# WORK INSTRUCTION 1
In the album review, return the text from "So, this isn't" to "is damn AKB48." word for word.
# WORK INSTRUCTION 2
Which song on the album does the review credit with a jaunty horn arrangement?

# DOCUMENT EXCERPT
Trip-O-Meter: 2 (plus a ghost point for surf guitar) out of 5
As you may or may not know, I'm based in Japan and as such many sounds of the island pass by my ear. Unfortunately, J-pop is pretty rotters, although there is definitely some awesome music lurking in the underground. I do did the older sounds of Japanese pop and old school enka (enka is the traditional form of Japanese popular music), and Akiko Nakamura's album has a bit of both running through her musical DNA along with a candy-coated obsession with the contemporary sounds coming from the West. I hope you dig the groovy, if a bit square, sounds on this LP. Japan didn't really have any of the 'peace, love, and LSD' revolutions we had in the West, and it shows.
Nakamura goes for a few Western cover tunes, but that's not really the place to start. The arrangements are pretty schmaltzy, and I've got to admit that I hate Peter, Paul, and Mary's "I Dig Rock n' Roll Music" with a passion - regardless of who's playing it. No, you're here for the day-glo, go-go dancing pop tune, and you'll get that in spades. "Niijiro no Mizumi (Rainbow Lake)" gets us started with an almost funky drumbeat almost drowning in an amusingly enka-like string arrangement and punctuated with a surf guitar lead (the Japanese LOOOOVED the Ventures in the 60's). "La, La, La" throws us another great surf guitar bone, and would've felt right at home in the Bond flick "You Only Live Twice." "Betsuri (Wakare) (Separation)" goes full-enka, which basically mean a depressing melody with even more depressing lyrics played melodramatically. Of course you haven't really heard enka until you've heard a drunken, middle-aged, crying salaryman belting it out at karaoke, but this will do for now. "Tokyo Flower" will pick you up again anyway with a jaunty horn arrangement. But y'know, by this part of the album they've completely stopped trying to be groovy for the kids anyway. They try to trick you by sticking the Peter, Paul, and Mary cover at the end, but that's kind of like trying to make up to your girlfriend by pooping on her doorstep.
So, this isn't really psychedelic, but it may be mind expanding, especially if you haven't spent time in Japan. Anyway, it goes well with senbei (Japanese rice crackers) and Asahi beer. Does anyone know a good blog for 60's and 70's Japanese pop? All I can find at the record store is damn AKB48.

# EXERCISE DATA
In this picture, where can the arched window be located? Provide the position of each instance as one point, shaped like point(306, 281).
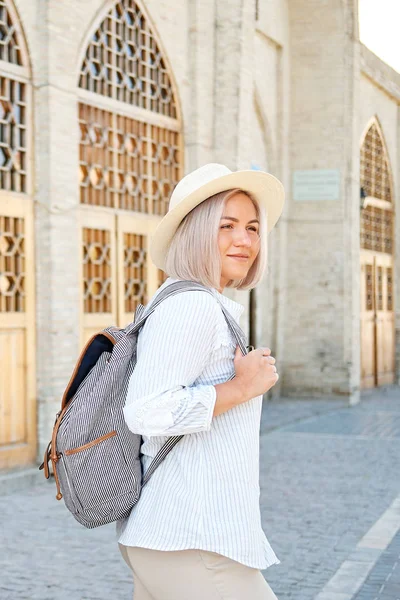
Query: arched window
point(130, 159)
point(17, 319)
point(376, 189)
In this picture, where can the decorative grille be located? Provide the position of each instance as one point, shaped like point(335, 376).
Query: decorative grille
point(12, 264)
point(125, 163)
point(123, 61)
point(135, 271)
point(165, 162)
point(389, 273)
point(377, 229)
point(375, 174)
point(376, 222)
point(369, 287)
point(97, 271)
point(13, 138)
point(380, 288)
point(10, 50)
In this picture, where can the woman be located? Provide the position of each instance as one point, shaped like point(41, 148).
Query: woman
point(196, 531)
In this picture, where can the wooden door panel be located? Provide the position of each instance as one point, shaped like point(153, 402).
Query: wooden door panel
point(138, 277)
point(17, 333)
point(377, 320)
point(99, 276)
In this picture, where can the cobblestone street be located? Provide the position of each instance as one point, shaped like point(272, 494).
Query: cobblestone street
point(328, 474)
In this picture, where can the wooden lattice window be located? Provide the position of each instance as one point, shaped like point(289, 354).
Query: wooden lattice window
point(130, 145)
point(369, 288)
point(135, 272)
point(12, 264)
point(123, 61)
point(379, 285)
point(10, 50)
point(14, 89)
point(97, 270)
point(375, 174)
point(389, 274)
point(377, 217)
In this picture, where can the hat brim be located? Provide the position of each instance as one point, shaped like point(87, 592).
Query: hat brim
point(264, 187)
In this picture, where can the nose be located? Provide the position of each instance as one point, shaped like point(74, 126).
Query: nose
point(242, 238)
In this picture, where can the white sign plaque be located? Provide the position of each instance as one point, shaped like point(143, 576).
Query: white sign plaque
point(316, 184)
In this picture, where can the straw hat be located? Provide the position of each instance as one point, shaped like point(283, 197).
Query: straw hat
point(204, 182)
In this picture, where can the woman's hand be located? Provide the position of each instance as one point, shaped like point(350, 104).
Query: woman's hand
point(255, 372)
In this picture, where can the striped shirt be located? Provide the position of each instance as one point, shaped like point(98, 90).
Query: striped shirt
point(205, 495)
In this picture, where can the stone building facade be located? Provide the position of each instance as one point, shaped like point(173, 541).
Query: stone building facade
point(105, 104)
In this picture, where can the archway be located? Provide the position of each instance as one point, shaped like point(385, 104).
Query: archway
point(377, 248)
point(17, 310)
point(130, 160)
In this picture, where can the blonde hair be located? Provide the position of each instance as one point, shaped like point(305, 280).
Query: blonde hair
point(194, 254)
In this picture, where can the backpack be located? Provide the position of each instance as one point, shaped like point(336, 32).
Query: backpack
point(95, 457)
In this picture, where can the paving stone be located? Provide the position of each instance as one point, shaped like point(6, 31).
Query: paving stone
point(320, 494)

...

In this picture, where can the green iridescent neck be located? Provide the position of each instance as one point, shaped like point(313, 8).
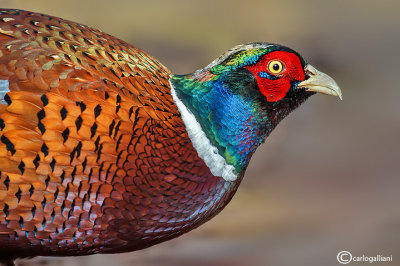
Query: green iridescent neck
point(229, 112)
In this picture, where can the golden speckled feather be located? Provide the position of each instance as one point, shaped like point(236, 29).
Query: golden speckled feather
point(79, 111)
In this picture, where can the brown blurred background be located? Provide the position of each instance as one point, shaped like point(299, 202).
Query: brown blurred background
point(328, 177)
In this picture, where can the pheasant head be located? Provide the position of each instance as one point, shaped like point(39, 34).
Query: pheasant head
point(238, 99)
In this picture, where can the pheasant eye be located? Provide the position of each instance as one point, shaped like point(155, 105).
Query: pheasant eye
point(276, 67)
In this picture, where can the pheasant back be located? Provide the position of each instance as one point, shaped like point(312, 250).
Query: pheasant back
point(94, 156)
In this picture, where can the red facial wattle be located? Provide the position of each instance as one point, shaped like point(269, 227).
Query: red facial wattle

---

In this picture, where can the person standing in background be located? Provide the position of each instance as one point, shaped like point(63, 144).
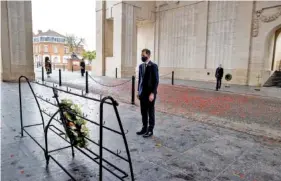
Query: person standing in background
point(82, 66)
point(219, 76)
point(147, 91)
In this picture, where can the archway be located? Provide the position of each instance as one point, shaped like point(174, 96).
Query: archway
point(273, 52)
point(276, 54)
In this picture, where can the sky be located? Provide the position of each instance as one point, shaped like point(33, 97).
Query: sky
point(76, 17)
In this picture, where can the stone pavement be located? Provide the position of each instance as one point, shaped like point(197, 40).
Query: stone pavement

# ANSWER SPACE 1
So, this isn't really psychedelic, but it may be mind expanding, especially if you haven't spent time in Japan. Anyway, it goes well with senbei (Japanese rice crackers) and Asahi beer. Does anyone know a good blog for 60's and 70's Japanese pop? All I can find at the record store is damn AKB48.

# ANSWER SPACE 2
"Tokyo Flower"